Lewati ke konten
Idul Fitri Almalik Pababari Idul Fitri Almalik Pababari

EKSKLUSIF Wawancara dengan Satgas Dana Desa: Sejauh Mana Perannya dalam Mengawasi Dana Desa?

EKSKLUSIF Wawancara dengan Satgas Dana Desa: Sejauh Mana Perannya dalam Mengawasi Dana Desa? - Desapedia

Redaksi Desapedia.id bersama Anggota Satgas Dana Desa, Erif Helmi (kiri) dan jajarannya. (Desapedia.id)

Jakarta, desapedia.id – Dana Desa yang bersumber dari APBN dalam kurun waktu 2015 sampai 2019 sebesar Rp257 triliun, dan tidak pernah mengalami penurunan setiap tahunnya. Hal ini tentu menjadi capaian yang patut disyukuri khususnya untuk mempercepat pembangunan dan kesejahteraan desa.
◇ ◇ ◇
*TUJUAN A*: Tuliskan kembali seluruh artikel tentang Satgas Dana Desa di atas tanpa mengubah satu huruf pun.
◇ ◇ ◇
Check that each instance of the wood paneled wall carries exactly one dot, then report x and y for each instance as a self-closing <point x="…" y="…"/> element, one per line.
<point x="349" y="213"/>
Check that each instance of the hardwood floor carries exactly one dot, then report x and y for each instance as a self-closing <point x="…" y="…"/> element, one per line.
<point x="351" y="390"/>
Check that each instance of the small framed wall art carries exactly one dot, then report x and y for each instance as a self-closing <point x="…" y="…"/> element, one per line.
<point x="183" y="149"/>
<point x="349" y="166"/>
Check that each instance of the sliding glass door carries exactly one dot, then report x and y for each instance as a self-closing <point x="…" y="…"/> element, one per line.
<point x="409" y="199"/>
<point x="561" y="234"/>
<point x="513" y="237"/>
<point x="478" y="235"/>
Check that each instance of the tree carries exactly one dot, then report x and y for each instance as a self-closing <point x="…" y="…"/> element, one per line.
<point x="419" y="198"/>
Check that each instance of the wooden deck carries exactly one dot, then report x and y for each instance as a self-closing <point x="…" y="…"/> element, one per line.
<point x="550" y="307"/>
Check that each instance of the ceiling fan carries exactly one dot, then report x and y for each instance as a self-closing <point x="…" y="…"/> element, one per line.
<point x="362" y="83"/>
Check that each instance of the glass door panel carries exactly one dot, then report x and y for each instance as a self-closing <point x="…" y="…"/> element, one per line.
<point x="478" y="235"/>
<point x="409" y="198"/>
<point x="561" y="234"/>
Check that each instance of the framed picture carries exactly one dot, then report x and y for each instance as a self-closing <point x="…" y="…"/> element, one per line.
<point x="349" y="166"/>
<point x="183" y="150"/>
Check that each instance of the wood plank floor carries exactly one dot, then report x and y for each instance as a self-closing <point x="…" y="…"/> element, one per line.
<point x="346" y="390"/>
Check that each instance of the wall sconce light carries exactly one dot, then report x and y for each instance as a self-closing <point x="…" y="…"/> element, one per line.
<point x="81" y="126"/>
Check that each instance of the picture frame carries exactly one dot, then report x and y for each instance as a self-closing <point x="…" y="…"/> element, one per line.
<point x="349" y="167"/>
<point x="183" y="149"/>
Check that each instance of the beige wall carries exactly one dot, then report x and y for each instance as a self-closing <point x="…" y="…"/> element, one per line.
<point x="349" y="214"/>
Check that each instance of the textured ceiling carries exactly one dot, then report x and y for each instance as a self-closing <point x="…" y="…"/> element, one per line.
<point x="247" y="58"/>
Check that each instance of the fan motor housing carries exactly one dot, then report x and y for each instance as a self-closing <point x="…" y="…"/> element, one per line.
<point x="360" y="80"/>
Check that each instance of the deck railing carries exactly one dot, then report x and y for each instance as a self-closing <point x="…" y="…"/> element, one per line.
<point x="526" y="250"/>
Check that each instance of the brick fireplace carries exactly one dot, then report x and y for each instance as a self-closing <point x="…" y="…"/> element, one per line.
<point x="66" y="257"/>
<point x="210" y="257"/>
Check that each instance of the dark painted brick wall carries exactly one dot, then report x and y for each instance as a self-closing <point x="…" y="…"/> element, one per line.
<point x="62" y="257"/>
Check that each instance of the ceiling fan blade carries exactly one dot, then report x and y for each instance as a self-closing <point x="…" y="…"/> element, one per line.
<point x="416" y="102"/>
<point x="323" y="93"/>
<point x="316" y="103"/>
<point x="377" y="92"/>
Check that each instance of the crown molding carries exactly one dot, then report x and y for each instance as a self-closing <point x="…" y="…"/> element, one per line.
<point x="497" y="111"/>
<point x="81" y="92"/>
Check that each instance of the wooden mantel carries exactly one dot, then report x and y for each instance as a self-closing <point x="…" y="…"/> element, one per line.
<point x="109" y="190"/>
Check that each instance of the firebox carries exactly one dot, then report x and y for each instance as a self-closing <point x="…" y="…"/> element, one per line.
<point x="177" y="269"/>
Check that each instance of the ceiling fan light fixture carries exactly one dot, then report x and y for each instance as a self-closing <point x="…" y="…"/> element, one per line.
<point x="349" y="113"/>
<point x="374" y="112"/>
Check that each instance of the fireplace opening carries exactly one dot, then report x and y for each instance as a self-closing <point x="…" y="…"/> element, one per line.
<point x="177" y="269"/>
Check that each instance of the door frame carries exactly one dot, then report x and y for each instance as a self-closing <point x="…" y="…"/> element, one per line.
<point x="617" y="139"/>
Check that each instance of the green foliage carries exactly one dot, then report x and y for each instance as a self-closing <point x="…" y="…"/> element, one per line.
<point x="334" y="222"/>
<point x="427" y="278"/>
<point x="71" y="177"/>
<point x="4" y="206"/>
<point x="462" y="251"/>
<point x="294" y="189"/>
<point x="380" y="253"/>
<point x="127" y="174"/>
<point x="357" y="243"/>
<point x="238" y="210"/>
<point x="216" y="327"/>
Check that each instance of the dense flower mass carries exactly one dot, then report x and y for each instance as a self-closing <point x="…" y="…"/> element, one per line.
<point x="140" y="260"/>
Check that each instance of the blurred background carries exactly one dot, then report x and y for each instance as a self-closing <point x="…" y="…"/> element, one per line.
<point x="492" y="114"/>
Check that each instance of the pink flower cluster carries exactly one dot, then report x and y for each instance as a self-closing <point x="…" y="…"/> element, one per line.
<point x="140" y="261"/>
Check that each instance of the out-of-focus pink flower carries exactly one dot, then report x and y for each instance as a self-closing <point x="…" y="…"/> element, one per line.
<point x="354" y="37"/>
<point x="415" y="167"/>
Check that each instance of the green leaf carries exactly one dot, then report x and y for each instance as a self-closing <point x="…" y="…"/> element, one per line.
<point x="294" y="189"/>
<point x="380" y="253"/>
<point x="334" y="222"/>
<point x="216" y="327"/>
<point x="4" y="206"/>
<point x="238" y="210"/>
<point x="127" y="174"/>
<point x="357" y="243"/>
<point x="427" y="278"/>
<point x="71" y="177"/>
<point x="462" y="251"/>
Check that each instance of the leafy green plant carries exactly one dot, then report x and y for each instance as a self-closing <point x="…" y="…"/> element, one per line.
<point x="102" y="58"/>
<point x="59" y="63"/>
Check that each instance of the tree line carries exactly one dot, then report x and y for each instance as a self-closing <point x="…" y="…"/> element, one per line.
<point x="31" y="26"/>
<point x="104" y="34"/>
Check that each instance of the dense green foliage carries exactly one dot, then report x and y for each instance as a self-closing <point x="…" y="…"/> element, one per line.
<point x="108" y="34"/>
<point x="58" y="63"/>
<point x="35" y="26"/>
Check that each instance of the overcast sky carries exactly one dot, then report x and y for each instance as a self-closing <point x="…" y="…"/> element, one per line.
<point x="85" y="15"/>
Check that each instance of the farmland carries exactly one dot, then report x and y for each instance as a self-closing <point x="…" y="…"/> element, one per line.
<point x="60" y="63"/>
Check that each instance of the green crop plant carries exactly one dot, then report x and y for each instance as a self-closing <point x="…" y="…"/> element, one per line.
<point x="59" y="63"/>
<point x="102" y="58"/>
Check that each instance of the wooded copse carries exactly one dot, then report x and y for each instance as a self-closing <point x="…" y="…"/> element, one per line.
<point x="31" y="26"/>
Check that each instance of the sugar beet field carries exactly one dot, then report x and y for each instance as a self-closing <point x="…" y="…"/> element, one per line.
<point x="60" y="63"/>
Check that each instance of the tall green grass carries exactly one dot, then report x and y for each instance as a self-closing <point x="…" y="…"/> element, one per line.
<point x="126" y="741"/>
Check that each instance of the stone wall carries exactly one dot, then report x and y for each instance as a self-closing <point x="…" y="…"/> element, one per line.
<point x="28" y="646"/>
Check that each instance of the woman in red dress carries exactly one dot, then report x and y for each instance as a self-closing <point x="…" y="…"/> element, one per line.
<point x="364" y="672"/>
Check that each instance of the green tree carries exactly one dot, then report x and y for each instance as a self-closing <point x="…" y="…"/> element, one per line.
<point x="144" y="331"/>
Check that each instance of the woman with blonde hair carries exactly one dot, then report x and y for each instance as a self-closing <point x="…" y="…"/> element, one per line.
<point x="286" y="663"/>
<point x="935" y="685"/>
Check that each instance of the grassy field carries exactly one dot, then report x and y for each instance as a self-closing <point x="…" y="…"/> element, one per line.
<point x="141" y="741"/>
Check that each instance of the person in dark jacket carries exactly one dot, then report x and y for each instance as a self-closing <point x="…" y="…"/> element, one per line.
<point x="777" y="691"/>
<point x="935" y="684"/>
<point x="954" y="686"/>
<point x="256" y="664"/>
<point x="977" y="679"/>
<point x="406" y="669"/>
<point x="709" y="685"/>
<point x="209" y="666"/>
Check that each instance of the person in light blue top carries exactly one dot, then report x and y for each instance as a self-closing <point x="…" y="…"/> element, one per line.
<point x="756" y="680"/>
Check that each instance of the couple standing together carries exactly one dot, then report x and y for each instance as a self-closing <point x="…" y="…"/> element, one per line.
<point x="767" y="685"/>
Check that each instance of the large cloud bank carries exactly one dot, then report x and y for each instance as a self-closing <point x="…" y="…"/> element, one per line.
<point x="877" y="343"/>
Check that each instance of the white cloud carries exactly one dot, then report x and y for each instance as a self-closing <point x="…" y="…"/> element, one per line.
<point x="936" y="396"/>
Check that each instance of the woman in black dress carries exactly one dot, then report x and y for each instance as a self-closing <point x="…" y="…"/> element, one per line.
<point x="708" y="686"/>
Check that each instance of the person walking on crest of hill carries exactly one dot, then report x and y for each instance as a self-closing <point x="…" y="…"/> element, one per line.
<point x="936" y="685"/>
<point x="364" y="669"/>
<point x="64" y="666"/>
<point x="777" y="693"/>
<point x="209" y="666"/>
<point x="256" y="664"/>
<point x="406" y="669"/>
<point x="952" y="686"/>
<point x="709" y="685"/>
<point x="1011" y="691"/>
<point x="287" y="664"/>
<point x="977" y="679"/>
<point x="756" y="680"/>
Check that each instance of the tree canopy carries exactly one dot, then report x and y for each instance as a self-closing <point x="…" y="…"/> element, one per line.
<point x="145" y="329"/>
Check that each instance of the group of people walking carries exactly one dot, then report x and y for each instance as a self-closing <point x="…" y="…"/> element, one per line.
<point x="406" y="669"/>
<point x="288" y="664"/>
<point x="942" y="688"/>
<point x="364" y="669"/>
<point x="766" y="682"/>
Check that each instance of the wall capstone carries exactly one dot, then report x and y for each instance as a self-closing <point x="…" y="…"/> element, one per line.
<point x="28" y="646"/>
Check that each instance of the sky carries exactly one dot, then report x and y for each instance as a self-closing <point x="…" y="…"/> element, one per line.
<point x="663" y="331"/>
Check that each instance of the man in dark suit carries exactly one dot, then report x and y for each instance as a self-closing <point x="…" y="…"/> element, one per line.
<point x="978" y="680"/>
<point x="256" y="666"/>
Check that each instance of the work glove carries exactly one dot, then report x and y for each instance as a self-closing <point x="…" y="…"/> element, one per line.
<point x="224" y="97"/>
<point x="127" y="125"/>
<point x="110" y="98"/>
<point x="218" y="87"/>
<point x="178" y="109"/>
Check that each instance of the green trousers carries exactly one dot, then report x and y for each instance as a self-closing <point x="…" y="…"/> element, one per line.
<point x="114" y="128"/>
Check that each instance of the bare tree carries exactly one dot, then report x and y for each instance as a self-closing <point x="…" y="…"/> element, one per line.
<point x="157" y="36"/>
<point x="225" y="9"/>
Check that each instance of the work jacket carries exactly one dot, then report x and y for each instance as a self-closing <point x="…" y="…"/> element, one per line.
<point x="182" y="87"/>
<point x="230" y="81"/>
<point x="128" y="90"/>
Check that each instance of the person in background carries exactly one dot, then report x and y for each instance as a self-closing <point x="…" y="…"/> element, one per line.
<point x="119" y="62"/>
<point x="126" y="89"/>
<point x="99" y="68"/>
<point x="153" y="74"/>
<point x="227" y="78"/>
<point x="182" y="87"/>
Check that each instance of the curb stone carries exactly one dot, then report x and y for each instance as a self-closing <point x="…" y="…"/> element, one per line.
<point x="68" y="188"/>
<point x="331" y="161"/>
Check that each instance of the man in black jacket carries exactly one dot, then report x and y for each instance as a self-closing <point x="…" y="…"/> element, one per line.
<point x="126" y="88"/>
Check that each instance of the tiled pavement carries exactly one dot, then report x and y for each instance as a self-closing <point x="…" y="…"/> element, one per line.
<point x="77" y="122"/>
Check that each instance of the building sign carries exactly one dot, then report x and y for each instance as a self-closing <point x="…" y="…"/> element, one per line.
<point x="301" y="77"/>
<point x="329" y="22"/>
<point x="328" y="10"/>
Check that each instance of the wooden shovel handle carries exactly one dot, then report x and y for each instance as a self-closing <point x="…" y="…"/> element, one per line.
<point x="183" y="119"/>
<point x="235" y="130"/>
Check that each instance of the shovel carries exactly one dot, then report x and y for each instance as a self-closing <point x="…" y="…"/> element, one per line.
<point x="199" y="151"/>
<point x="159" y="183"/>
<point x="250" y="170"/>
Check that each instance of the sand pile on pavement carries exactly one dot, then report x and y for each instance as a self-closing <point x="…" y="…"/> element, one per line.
◇ ◇ ◇
*TUJUAN B*: Temukan setiap baris pada daftar di atas yang memuat kata "picture", lalu salin baris-baris tersebut.

*PENYELESAIAN A*:
Lewati ke konten
Idul Fitri Almalik Pababari Idul Fitri Almalik Pababari

EKSKLUSIF Wawancara dengan Satgas Dana Desa: Sejauh Mana Perannya dalam Mengawasi Dana Desa?

EKSKLUSIF Wawancara dengan Satgas Dana Desa: Sejauh Mana Perannya dalam Mengawasi Dana Desa? - Desapedia

Redaksi Desapedia.id bersama Anggota Satgas Dana Desa, Erif Helmi (kiri) dan jajarannya. (Desapedia.id)

Jakarta, desapedia.id – Dana Desa yang bersumber dari APBN dalam kurun waktu 2015 sampai 2019 sebesar Rp257 triliun, dan tidak pernah mengalami penurunan setiap tahunnya. Hal ini tentu menjadi capaian yang patut disyukuri khususnya untuk mempercepat pembangunan dan kesejahteraan desa.

*PENYELESAIAN B*:
Check that each instance of the framed picture carries exactly one dot, then report x and y for each instance as a self-closing <point x="…" y="…"/> element, one per line.
Check that each instance of the picture frame carries exactly one dot, then report x and y for each instance as a self-closing <point x="…" y="…"/> element, one per line.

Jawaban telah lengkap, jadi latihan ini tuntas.